■ WHAT YOU ARE ASKED TO DO ■
The lines to be set down run from the line containing "the carriage window" through the final line of the data below; print them exactly and print nothing else.

Position identification records
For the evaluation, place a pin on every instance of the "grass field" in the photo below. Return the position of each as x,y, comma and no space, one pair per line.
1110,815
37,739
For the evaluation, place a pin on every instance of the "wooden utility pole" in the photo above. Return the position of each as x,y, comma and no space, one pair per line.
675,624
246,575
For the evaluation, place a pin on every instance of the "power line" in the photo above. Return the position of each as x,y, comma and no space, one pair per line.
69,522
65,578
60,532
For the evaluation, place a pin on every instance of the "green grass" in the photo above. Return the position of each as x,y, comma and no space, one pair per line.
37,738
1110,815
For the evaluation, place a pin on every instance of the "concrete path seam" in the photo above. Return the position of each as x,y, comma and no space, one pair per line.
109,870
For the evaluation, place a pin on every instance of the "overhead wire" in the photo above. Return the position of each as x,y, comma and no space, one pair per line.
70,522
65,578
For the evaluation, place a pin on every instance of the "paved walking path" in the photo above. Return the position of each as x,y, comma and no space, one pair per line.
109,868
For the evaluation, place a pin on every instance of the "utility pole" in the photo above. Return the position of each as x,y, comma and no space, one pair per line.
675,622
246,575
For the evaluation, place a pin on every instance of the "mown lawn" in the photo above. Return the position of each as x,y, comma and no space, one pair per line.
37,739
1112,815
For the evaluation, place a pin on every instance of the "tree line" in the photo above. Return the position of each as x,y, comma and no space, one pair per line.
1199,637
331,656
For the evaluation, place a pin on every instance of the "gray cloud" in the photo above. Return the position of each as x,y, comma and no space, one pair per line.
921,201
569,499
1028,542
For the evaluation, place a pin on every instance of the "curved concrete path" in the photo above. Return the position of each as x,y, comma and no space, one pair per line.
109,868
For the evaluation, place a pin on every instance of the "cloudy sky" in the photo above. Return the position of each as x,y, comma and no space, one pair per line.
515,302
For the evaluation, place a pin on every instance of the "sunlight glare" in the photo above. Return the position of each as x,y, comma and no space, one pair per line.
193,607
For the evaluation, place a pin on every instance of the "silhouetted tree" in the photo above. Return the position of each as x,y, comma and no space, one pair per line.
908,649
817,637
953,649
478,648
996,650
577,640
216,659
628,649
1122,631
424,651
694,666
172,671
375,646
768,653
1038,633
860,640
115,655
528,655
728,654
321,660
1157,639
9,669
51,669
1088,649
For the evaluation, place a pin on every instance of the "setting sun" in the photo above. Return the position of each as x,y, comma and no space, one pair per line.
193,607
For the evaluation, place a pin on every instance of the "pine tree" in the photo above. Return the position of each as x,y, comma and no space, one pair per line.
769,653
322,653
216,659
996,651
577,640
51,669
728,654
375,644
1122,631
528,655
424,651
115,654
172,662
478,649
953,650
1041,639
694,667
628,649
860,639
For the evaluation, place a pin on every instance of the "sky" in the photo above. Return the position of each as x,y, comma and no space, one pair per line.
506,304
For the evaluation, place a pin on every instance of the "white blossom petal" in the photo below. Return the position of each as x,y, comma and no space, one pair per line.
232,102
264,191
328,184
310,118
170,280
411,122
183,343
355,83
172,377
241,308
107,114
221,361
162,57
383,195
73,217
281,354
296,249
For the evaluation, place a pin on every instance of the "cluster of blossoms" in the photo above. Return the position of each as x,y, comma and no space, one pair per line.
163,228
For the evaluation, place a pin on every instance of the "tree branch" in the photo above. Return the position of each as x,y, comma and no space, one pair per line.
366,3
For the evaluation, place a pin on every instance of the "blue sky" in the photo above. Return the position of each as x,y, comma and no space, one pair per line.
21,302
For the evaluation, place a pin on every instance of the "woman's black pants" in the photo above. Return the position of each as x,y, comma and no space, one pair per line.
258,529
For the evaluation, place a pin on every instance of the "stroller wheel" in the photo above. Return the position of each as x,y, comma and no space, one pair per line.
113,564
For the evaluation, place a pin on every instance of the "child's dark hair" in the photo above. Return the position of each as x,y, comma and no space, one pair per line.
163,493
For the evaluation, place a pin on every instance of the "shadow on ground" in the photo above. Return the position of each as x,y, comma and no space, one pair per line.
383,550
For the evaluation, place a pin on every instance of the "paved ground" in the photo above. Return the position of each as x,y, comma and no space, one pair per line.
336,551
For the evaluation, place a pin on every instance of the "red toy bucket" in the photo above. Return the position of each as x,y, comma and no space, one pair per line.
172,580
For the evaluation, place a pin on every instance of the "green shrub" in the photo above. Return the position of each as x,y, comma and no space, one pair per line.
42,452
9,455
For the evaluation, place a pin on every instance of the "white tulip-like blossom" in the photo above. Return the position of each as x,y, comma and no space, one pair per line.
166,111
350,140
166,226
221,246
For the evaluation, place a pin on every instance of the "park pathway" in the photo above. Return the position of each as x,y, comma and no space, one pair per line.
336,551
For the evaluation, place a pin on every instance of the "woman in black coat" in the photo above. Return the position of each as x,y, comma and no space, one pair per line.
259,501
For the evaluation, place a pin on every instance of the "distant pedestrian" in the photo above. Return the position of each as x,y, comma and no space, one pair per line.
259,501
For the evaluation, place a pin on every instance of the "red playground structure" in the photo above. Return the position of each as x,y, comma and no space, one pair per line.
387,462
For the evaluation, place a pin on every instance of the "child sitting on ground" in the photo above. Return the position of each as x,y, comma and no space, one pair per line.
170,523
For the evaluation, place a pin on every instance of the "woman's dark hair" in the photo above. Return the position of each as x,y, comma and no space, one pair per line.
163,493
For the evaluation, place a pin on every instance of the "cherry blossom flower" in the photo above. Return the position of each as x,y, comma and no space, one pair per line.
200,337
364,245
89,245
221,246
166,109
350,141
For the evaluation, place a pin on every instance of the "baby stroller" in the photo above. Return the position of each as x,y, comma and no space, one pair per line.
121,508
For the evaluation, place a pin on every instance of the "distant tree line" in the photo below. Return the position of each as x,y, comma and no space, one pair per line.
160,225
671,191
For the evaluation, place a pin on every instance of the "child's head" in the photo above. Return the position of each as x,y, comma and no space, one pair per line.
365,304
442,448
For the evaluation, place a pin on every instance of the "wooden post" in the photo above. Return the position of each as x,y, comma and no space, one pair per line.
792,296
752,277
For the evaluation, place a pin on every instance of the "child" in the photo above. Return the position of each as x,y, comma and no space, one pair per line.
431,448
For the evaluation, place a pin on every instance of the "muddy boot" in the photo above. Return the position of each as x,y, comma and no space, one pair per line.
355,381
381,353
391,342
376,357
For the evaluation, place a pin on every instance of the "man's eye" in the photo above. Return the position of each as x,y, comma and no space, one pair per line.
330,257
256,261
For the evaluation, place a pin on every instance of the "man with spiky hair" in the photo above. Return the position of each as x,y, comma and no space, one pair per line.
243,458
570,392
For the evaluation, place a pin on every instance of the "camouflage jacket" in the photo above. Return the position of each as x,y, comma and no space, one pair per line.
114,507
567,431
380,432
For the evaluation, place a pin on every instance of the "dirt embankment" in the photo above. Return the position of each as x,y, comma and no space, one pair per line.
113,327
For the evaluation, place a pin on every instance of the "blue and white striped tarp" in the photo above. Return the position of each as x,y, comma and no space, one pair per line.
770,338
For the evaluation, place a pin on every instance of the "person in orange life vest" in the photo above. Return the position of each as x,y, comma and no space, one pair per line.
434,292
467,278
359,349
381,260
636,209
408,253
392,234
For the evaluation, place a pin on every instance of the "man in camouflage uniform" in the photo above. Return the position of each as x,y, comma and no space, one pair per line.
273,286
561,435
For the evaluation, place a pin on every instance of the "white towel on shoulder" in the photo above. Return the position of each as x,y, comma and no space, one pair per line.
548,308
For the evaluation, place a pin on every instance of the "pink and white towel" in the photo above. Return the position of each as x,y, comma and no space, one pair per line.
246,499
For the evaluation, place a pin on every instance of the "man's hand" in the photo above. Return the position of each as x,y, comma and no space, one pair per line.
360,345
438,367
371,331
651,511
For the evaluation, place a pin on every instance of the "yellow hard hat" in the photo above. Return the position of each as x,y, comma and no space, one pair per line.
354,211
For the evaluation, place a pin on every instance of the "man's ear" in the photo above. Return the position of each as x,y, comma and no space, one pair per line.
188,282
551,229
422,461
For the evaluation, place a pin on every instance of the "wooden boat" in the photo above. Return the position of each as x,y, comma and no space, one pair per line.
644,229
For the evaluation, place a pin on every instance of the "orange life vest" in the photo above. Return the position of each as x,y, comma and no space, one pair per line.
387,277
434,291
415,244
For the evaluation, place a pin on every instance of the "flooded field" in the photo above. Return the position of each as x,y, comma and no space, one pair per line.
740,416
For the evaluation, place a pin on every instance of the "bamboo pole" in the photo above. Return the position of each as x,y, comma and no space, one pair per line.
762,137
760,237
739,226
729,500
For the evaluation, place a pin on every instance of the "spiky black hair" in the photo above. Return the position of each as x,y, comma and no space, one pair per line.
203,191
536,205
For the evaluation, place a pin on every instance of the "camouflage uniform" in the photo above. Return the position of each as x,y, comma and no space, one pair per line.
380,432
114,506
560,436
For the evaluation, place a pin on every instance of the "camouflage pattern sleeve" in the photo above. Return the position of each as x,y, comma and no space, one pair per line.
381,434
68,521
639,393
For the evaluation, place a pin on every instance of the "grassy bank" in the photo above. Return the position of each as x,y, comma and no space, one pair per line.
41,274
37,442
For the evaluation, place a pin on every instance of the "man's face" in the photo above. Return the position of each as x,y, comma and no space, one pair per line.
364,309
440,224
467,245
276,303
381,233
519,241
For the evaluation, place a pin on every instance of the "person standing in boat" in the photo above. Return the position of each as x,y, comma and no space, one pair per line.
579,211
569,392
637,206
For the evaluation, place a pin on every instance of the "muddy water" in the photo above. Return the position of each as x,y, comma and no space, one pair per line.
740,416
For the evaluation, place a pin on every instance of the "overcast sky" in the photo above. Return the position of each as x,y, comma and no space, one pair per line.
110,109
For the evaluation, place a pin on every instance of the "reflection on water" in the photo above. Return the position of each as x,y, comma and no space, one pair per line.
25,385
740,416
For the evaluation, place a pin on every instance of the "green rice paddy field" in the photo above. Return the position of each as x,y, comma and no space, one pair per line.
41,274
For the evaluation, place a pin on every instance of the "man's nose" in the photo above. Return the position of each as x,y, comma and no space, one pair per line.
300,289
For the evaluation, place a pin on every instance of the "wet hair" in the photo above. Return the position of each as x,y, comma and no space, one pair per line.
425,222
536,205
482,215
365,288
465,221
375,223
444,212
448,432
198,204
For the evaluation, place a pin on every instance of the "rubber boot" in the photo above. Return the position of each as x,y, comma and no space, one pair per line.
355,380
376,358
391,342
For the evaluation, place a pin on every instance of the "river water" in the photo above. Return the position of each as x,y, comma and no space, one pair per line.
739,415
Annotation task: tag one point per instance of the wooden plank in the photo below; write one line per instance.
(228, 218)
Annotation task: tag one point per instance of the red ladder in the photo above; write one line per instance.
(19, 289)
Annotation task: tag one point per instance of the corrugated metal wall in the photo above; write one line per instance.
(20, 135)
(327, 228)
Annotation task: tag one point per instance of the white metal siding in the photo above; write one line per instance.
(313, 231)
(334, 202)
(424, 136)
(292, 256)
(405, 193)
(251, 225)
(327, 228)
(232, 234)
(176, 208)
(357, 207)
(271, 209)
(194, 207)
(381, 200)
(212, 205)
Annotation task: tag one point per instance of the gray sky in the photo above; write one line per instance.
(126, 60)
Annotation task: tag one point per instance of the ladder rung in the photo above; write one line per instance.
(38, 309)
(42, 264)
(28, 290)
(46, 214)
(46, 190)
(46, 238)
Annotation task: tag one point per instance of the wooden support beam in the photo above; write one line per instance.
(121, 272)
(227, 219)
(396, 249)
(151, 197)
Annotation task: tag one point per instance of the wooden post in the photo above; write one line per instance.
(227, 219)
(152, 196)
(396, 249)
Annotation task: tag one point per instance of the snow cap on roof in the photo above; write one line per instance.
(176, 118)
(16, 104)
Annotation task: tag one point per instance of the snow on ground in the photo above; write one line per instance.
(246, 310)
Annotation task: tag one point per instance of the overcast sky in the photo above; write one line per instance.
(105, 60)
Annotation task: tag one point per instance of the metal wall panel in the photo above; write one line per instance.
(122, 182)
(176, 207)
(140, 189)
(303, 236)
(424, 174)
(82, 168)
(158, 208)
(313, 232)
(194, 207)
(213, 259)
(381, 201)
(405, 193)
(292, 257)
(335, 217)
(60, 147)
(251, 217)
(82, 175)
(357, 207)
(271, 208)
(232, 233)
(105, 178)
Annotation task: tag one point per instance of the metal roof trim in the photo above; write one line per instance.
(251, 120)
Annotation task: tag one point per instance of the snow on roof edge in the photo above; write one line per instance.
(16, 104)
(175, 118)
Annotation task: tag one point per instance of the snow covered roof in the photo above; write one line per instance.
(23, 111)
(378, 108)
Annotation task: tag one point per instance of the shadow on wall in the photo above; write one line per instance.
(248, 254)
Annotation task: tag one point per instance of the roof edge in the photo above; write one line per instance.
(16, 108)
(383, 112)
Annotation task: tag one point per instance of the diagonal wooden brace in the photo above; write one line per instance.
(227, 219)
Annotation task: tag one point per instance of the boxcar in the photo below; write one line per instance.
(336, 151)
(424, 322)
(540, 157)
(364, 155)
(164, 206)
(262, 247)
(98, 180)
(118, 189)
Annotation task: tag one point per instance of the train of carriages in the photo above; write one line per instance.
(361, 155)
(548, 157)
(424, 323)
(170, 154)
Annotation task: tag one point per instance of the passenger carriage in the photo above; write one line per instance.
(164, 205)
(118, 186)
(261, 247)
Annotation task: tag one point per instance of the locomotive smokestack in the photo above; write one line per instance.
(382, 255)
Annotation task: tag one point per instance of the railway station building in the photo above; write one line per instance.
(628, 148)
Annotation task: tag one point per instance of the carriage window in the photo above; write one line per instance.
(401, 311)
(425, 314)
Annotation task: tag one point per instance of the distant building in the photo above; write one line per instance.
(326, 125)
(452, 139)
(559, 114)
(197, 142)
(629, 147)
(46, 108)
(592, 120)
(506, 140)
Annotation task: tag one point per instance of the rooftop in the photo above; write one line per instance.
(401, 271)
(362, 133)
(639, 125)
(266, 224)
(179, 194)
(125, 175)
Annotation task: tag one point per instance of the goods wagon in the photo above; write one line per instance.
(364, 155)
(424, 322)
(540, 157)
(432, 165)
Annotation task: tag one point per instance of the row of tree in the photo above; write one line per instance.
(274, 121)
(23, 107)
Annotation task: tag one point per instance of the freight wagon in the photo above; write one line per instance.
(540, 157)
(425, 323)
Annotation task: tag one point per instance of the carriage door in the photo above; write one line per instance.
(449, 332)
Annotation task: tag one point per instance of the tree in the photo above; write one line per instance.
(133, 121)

■ SOLUTION TO THIS EXERCISE ■
Annotation task: tag one point per instance of the carriage window in the photo above; write one line per instance.
(401, 311)
(425, 314)
Annotation task: tag one point per instance of the distant building in the photo above; write one line per instance.
(326, 125)
(452, 139)
(559, 114)
(197, 142)
(629, 147)
(46, 108)
(592, 120)
(506, 140)
Annotation task: tag one point per instance of the rooftop in the photo above; write one line per instance.
(401, 271)
(362, 133)
(639, 125)
(266, 224)
(179, 194)
(125, 175)
Annotation task: tag one point per instance of the goods wagon in the photo above; write one line per instance.
(364, 155)
(424, 322)
(540, 157)
(432, 165)
Annotation task: tag one point per instance of the row of tree in the photo above; write one line per instance.
(274, 121)
(23, 107)
Annotation task: tag one point per instance of the freight wagon in the photo above; write one line per instance.
(540, 157)
(425, 323)
Annotation task: tag one point per instance of the carriage door in the photo above; write one line per instance.
(449, 332)
Annotation task: tag one point per instance of the tree in the photo above; write one line per instance.
(133, 121)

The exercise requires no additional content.